• [CHALLENGE]
Copy out the listing in full, exactly as written, but not its pictures.

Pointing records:
..........
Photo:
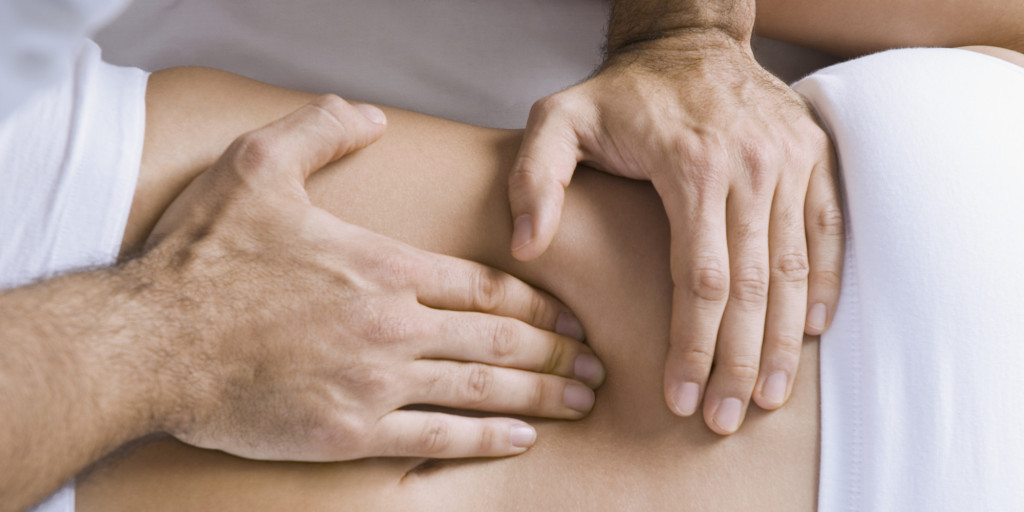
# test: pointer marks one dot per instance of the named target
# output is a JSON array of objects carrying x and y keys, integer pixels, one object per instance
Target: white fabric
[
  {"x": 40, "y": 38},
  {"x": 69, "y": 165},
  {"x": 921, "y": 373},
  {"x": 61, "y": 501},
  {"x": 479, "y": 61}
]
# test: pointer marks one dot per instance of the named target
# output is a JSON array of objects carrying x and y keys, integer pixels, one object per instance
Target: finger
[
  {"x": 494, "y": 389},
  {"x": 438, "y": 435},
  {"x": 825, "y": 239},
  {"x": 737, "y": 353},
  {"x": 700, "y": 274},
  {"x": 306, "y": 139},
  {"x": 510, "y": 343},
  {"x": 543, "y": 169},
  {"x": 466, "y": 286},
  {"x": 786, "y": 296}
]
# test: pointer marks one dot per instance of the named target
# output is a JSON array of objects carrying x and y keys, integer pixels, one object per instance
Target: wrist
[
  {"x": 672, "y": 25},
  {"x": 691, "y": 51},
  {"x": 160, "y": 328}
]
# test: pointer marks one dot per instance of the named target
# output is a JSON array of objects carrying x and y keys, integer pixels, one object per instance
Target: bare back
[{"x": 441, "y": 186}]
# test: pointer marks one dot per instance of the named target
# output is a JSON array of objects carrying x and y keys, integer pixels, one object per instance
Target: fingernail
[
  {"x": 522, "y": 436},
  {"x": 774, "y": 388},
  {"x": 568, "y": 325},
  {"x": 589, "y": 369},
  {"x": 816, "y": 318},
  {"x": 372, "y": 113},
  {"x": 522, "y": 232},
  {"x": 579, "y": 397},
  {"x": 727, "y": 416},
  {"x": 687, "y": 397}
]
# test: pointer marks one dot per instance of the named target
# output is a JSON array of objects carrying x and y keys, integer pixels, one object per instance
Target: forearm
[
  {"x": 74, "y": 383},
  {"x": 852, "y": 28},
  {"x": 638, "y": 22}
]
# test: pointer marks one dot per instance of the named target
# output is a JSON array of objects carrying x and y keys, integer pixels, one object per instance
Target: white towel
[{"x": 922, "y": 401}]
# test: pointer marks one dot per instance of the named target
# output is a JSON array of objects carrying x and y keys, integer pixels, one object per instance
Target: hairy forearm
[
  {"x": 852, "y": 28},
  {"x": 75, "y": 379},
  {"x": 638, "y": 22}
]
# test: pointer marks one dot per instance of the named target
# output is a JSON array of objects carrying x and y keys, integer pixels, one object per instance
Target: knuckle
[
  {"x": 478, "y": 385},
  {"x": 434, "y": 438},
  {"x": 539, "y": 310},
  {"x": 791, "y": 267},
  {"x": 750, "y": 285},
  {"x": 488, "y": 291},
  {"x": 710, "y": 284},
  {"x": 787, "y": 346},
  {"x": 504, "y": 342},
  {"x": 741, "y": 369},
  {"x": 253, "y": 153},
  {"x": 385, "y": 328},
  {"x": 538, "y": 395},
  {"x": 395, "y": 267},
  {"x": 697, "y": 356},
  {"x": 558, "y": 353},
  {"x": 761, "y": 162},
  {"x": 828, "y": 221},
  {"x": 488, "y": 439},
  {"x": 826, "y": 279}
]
..........
• [RESULT FOR THIS EXERCISE]
Photo:
# test: pointer marks one dot per instance of the named target
# output is a JSON array of objects carrying x and y keys, integer pixels, one object per instance
Target: white fabric
[
  {"x": 40, "y": 38},
  {"x": 69, "y": 165},
  {"x": 921, "y": 373},
  {"x": 61, "y": 501},
  {"x": 479, "y": 61}
]
# test: pointer marks one dot per instance of the named target
# output is a JSON array of objects carrying x and y keys, integer pixels, one object per instance
Target: finger
[
  {"x": 494, "y": 389},
  {"x": 438, "y": 435},
  {"x": 825, "y": 239},
  {"x": 737, "y": 353},
  {"x": 700, "y": 274},
  {"x": 306, "y": 139},
  {"x": 510, "y": 343},
  {"x": 543, "y": 169},
  {"x": 466, "y": 286},
  {"x": 786, "y": 296}
]
# test: pointer marks one dot per instance of the named target
# output is a JSON array of objects carrying x and y keys, integer pixels, one object per instance
Target: wrist
[
  {"x": 672, "y": 25},
  {"x": 691, "y": 51},
  {"x": 160, "y": 328}
]
# test: pointer marks one dot per instance of the named target
# output is a JSON array of objects carrying x and y keys, integer pixels, one object per instance
Target: bare back
[{"x": 441, "y": 186}]
# test: pointer marks one dot per instance of the named target
# output is a JSON array of objects carrying x and y keys, integer pixels, one object per instance
Target: fingernail
[
  {"x": 522, "y": 436},
  {"x": 774, "y": 388},
  {"x": 568, "y": 325},
  {"x": 589, "y": 369},
  {"x": 816, "y": 318},
  {"x": 372, "y": 113},
  {"x": 522, "y": 232},
  {"x": 579, "y": 397},
  {"x": 727, "y": 416},
  {"x": 687, "y": 397}
]
# test: pointer marks one dot per instance of the named target
# output is a JSON array of objects carrying x and y keys, integer pixels, one object per instance
Target: forearm
[
  {"x": 74, "y": 383},
  {"x": 852, "y": 28},
  {"x": 638, "y": 22}
]
# test: pointer marks one dot per instance of the named target
# output is a JSON array of objects carrying x and y keys, integer pixels, one object per instance
Target: white towel
[{"x": 922, "y": 401}]
# test: pointer marks one dot per instance of the named target
# output is a JSON array of objects carrying x and y keys, integer pixels, one object per instance
Target: hairy forearm
[
  {"x": 852, "y": 28},
  {"x": 75, "y": 379},
  {"x": 638, "y": 22}
]
# test: pointer marks one dot per instance of the named target
# output is a JSON array of objects carrying x and y keys, integer pixels, one object per instance
Target: knuckle
[
  {"x": 478, "y": 385},
  {"x": 434, "y": 438},
  {"x": 539, "y": 310},
  {"x": 791, "y": 267},
  {"x": 750, "y": 285},
  {"x": 488, "y": 291},
  {"x": 710, "y": 284},
  {"x": 787, "y": 346},
  {"x": 504, "y": 342},
  {"x": 741, "y": 369},
  {"x": 253, "y": 153},
  {"x": 385, "y": 328},
  {"x": 538, "y": 395},
  {"x": 395, "y": 267},
  {"x": 697, "y": 356},
  {"x": 558, "y": 353},
  {"x": 761, "y": 162},
  {"x": 828, "y": 221},
  {"x": 488, "y": 439},
  {"x": 826, "y": 279}
]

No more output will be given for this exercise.